Pick out and copy every line below that contains the word "white". Match letter case.

-- Start Exercise material --

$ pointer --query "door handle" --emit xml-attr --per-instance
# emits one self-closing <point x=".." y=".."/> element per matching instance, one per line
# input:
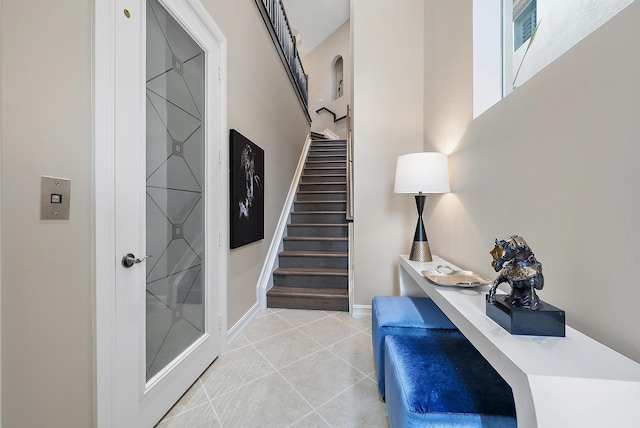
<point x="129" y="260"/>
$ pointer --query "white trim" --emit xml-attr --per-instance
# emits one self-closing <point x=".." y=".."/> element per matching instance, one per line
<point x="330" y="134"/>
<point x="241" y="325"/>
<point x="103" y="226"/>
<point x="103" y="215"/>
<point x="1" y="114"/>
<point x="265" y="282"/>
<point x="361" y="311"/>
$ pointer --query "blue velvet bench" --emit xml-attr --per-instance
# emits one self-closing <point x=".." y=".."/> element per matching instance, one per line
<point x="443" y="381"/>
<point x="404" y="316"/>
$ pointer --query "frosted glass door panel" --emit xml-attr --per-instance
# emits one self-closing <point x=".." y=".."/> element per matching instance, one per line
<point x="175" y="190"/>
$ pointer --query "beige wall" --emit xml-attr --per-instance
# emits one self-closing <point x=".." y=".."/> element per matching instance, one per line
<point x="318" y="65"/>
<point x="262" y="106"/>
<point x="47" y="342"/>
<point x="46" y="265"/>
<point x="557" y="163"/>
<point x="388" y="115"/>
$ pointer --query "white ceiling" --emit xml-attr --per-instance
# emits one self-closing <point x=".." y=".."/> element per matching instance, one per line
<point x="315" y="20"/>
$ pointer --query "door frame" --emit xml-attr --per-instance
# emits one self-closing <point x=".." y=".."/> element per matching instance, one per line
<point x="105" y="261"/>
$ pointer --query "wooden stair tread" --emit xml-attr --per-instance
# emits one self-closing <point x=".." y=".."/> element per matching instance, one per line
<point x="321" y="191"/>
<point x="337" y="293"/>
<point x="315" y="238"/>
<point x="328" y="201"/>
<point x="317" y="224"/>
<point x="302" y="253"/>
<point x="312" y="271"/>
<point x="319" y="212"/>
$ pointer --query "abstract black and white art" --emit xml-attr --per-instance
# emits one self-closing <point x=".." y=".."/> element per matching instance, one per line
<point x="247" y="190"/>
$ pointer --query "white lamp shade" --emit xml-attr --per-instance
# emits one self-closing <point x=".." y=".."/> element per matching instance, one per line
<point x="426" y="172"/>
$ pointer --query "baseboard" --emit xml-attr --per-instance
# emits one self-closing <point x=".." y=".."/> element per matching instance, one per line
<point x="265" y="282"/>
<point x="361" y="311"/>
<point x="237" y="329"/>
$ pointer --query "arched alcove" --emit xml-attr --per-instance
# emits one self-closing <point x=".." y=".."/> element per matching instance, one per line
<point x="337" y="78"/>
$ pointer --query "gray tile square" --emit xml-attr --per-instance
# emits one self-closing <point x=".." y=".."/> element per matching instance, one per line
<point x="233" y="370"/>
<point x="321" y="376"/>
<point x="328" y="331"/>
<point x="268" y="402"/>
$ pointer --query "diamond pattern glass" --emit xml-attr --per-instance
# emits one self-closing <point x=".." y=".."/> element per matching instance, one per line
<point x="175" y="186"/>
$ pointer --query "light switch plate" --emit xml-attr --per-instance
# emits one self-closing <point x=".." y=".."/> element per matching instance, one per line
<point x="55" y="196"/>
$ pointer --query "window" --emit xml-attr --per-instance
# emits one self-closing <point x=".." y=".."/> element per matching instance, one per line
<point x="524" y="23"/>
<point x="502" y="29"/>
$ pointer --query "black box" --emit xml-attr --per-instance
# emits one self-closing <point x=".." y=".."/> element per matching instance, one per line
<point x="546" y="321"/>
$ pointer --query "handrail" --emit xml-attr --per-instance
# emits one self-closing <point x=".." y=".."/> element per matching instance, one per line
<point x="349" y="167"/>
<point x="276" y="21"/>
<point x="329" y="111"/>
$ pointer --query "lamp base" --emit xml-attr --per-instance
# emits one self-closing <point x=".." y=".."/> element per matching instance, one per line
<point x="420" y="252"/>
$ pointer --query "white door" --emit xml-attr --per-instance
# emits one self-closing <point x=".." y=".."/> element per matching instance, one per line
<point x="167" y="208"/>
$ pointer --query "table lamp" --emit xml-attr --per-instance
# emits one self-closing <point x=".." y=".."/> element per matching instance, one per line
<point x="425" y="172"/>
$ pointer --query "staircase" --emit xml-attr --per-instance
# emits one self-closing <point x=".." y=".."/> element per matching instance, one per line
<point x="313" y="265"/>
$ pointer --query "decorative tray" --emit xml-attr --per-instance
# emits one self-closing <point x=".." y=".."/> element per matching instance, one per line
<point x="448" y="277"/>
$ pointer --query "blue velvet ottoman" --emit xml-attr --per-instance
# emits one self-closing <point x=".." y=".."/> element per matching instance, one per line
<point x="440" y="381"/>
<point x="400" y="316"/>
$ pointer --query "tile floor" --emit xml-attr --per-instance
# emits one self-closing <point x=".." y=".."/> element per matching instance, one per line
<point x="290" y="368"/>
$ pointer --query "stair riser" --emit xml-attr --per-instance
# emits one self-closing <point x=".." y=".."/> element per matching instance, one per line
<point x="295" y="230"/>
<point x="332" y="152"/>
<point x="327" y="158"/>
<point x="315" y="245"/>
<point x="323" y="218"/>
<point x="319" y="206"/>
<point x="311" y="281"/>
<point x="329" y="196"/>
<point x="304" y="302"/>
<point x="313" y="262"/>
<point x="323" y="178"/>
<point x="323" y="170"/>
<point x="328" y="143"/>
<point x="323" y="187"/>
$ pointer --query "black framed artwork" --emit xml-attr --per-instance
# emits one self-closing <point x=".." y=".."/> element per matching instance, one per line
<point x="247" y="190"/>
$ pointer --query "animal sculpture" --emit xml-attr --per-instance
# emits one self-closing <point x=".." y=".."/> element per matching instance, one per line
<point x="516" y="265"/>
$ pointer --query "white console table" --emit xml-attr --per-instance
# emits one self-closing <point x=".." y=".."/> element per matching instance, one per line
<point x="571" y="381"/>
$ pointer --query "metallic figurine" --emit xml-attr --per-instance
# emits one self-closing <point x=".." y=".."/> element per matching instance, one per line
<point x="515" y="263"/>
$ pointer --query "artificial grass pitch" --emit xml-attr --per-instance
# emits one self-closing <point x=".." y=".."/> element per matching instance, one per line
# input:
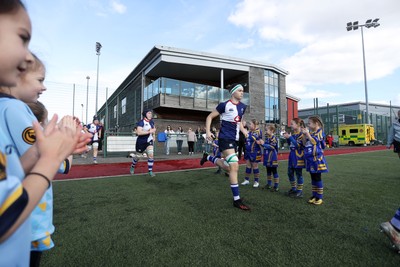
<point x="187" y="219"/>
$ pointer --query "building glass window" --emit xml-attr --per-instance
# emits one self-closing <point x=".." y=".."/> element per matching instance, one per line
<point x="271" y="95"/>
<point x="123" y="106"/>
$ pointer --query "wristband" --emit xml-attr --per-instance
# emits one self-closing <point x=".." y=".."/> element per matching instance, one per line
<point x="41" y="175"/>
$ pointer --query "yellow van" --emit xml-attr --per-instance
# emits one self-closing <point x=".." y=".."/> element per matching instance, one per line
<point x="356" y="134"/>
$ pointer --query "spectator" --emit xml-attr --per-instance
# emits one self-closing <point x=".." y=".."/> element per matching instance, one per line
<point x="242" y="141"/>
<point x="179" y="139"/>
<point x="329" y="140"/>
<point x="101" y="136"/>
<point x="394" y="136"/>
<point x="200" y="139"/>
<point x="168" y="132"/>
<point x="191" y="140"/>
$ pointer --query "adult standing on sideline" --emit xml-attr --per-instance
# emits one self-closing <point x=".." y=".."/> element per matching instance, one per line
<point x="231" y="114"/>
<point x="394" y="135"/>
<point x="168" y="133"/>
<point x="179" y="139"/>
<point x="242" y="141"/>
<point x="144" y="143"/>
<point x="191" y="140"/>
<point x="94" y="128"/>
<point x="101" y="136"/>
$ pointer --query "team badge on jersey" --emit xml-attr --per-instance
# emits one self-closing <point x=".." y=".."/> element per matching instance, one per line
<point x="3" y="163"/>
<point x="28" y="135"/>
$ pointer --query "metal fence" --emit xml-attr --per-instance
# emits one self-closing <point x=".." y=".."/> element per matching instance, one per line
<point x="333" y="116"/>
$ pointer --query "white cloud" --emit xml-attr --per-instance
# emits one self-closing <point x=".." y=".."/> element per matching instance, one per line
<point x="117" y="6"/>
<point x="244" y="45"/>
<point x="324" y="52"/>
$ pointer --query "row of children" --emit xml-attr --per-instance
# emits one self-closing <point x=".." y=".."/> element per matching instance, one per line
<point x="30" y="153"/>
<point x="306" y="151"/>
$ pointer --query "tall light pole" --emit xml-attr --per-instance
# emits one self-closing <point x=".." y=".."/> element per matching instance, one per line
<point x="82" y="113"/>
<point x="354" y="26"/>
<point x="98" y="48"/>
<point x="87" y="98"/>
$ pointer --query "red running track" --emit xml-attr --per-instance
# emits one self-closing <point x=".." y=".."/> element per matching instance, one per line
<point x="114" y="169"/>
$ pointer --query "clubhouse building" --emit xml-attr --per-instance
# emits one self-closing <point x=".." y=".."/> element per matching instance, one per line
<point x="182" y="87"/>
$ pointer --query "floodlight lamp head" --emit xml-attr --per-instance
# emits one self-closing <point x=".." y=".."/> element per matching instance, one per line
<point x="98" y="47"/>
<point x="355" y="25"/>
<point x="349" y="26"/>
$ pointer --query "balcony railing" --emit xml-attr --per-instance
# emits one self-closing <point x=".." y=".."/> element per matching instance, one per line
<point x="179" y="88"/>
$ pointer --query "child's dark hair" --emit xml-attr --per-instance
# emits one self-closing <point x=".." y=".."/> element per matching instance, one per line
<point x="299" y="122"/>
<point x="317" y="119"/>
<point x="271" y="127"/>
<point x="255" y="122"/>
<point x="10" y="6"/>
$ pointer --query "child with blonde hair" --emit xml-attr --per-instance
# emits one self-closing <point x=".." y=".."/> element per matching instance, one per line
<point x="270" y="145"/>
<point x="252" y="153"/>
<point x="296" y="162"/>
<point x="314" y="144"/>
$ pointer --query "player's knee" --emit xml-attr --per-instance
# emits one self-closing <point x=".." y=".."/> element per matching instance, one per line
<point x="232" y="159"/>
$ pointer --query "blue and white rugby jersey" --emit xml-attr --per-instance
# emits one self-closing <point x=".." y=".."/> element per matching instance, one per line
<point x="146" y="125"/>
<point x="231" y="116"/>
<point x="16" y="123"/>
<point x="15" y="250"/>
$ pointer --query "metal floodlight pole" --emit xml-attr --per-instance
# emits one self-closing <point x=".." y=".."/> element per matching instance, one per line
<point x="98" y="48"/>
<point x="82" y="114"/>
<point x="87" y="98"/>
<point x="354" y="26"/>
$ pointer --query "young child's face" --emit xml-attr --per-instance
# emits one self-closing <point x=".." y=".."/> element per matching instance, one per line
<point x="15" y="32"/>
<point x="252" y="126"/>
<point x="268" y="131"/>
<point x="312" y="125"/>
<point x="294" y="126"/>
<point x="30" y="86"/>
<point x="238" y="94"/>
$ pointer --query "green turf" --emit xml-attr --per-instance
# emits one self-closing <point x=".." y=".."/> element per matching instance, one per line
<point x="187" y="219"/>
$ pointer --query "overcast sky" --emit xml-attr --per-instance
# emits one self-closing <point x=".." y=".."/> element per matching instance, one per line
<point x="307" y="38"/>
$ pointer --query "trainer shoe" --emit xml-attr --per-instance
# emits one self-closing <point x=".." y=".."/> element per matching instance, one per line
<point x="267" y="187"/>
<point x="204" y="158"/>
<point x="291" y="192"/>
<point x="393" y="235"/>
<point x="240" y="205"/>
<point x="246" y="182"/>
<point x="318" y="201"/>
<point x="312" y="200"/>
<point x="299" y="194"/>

-- End Exercise material --
-- Start Exercise material --

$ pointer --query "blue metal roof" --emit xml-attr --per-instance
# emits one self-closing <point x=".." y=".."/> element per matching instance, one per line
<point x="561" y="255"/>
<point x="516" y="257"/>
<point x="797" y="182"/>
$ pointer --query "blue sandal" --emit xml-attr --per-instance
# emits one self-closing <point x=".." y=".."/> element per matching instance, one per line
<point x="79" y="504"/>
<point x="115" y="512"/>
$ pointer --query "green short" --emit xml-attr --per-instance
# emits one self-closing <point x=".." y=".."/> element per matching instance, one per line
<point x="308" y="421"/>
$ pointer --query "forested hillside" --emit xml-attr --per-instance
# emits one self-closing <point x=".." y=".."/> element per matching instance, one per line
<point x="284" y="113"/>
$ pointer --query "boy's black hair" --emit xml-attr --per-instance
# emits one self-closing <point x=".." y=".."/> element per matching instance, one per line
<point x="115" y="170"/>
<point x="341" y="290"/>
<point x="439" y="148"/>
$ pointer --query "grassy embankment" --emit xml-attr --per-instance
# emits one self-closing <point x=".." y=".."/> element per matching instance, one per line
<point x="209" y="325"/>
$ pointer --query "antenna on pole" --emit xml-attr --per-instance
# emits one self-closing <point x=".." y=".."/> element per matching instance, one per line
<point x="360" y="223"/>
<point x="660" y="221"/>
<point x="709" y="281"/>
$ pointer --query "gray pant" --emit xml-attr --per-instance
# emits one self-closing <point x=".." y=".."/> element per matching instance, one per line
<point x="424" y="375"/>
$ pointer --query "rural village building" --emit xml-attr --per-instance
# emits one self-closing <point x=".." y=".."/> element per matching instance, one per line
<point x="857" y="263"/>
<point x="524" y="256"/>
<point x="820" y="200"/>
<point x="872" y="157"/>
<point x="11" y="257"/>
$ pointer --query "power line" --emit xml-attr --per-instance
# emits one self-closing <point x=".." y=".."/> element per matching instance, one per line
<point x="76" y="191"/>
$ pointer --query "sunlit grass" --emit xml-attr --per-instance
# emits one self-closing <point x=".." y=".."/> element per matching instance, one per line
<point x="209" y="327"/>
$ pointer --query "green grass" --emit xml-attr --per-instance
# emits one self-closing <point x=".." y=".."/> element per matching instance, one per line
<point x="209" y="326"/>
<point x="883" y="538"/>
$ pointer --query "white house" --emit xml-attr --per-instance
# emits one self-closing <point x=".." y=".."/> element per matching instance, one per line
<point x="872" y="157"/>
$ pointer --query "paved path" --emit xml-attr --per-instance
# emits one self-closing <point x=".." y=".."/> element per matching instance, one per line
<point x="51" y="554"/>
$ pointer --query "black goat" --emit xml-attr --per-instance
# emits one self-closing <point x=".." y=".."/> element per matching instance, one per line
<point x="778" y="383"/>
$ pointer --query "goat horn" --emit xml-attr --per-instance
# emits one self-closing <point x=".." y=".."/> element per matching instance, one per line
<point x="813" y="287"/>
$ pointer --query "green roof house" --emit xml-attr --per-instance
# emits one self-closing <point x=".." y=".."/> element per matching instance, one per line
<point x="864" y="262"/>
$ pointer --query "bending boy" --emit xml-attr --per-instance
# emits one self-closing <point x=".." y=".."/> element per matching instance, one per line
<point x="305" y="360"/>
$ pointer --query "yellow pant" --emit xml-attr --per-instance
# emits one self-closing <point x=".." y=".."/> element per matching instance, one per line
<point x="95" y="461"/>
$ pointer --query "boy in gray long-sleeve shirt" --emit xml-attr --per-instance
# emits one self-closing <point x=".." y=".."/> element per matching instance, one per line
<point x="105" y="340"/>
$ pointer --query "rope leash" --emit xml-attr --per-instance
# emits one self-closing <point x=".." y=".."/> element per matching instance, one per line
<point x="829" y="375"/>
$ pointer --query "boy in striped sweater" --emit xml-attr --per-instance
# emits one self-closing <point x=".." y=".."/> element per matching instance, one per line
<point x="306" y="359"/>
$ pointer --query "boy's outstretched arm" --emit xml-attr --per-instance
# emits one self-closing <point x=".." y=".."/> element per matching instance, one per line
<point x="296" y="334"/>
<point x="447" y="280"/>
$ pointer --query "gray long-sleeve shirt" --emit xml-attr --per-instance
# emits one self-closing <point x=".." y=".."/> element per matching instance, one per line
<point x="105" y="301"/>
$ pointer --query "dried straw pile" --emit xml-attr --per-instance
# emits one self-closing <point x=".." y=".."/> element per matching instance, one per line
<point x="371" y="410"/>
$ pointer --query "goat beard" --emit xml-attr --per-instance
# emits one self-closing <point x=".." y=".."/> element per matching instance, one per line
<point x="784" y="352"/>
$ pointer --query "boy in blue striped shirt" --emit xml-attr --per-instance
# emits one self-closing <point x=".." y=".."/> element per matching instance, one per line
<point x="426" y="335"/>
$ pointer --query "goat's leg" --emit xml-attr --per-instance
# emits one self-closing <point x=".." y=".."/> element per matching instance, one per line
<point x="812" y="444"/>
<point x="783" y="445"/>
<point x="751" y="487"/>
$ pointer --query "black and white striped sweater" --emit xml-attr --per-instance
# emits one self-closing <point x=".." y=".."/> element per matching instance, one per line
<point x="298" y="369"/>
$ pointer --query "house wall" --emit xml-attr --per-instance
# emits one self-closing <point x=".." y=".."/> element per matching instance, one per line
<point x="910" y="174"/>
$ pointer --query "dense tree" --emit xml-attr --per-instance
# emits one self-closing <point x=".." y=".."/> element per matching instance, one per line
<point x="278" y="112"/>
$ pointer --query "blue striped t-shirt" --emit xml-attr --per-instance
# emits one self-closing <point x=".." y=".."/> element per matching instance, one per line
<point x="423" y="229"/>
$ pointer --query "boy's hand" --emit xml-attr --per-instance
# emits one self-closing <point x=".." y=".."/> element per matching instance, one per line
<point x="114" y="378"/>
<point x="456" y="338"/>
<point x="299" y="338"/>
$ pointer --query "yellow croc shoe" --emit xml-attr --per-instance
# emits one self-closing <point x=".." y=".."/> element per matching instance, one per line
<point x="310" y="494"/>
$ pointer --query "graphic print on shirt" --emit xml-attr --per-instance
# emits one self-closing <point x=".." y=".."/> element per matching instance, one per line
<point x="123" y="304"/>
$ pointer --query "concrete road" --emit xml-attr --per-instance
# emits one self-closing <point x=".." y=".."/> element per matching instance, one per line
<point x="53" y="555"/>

-- End Exercise material --

• _Output for this task_
$ pointer --query "white trim" --emit xml-attr --per-instance
$ pointer --query "white ceiling" --emit xml-attr --per-instance
$ pointer --query "abstract black and white art" --emit xml-attr --per-instance
$ pointer --query "white lamp shade" --emit xml-attr --per-instance
$ pointer --query "white door" --emit xml-attr --per-instance
$ pointer --query "white console table" --emit xml-attr --per-instance
$ pointer --query "white cloud" --emit xml-attr --per-instance
$ pointer --query "blue and white rugby jersey" --emit xml-attr --per-instance
$ pointer --query "white house" --emit xml-attr --per-instance
$ pointer --query "black and white striped sweater" --emit xml-attr --per-instance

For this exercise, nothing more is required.